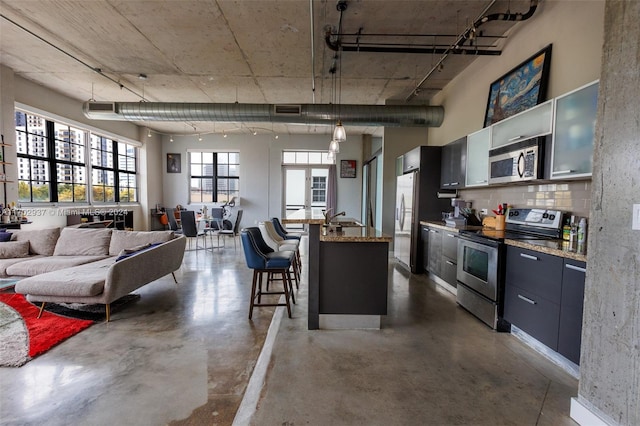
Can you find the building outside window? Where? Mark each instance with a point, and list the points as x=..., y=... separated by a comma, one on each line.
x=213, y=176
x=53, y=164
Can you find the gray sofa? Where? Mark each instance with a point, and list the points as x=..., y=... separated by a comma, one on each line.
x=94, y=266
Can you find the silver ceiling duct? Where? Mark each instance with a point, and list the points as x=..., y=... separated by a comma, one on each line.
x=362, y=115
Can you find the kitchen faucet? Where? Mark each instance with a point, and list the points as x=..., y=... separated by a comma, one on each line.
x=328, y=219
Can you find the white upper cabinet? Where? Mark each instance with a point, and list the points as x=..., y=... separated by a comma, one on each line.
x=536, y=121
x=574, y=132
x=478, y=145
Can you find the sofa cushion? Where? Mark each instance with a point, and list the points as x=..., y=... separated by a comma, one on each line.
x=5, y=263
x=79, y=281
x=41, y=241
x=41, y=265
x=83, y=242
x=13, y=249
x=127, y=240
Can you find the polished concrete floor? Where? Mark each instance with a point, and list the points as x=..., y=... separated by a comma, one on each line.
x=184, y=354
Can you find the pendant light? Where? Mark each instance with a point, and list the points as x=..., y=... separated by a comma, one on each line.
x=334, y=146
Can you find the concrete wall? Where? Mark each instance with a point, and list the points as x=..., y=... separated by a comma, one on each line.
x=610, y=362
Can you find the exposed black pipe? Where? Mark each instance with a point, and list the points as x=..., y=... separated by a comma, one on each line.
x=455, y=49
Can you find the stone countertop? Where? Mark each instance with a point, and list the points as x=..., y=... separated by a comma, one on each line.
x=555, y=247
x=356, y=234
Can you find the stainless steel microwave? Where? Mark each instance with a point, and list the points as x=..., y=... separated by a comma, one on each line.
x=520, y=161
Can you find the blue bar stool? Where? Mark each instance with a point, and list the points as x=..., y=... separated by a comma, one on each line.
x=262, y=259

**What you are asked to do:**
Copy the part of the entries above that opens with the line containing "Can you find the blue" and runs through the end of the entries, both ends included, reproducing each line unchanged.

**Solution to this problem:**
Can you find the blue bar stool? Where? Mark each instance with a point, and list the points as x=..., y=... separated by a comma, one on each line.
x=262, y=259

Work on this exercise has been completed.